━━━ Listing

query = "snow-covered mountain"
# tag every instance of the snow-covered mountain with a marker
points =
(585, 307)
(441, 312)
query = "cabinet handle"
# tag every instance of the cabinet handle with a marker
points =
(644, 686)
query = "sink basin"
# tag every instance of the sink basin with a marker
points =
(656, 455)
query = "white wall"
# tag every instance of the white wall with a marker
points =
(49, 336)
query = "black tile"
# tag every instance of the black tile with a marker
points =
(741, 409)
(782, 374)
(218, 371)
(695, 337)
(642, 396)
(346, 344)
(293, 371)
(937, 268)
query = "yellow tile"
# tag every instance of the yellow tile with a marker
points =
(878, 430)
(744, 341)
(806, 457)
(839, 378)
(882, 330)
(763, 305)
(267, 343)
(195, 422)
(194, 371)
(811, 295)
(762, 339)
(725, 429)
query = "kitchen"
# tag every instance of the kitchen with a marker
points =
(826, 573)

━━━━━━
━━━ Listing

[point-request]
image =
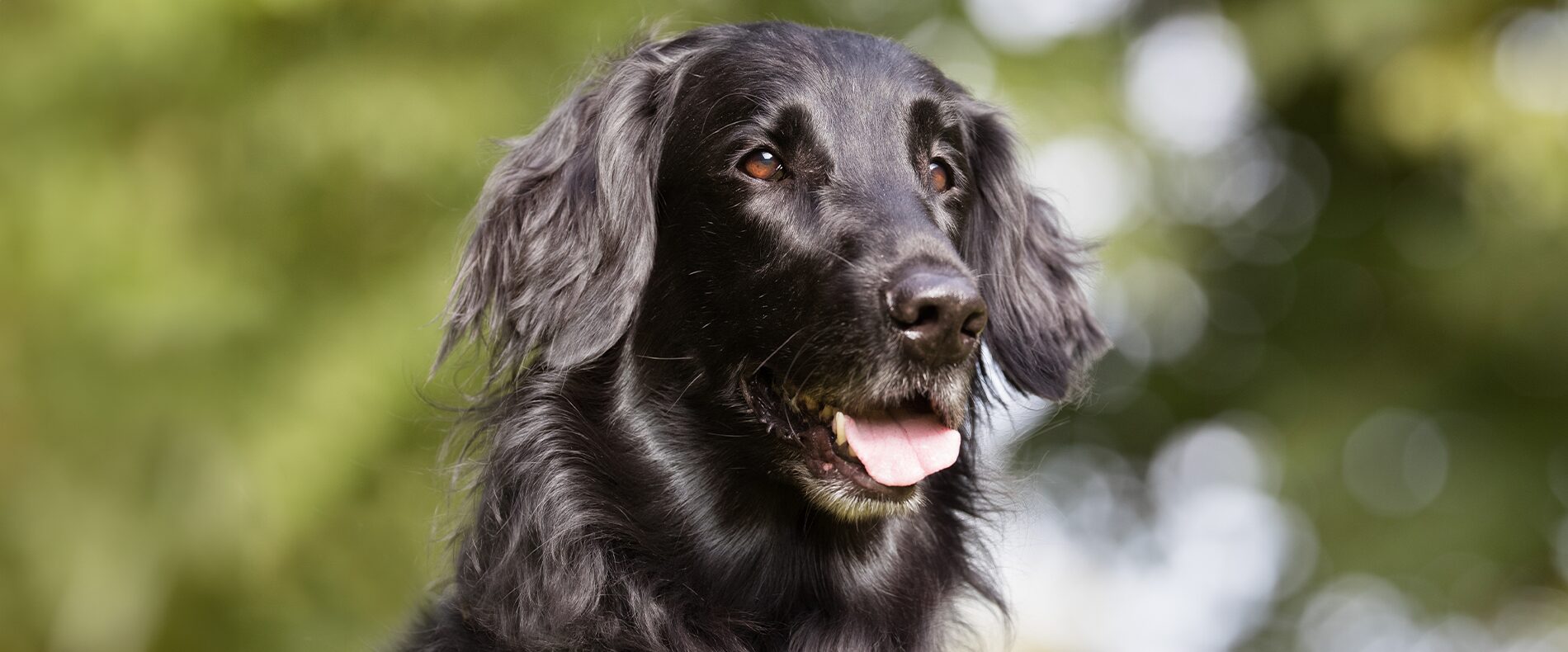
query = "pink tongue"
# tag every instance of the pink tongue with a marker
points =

━━━━━━

Written exercise: Pick out and copy every line of the records that contains the string "snow". Case counts.

Expected answer:
query = "snow-covered mountain"
# tag every instance of the snow-covered mountain with a marker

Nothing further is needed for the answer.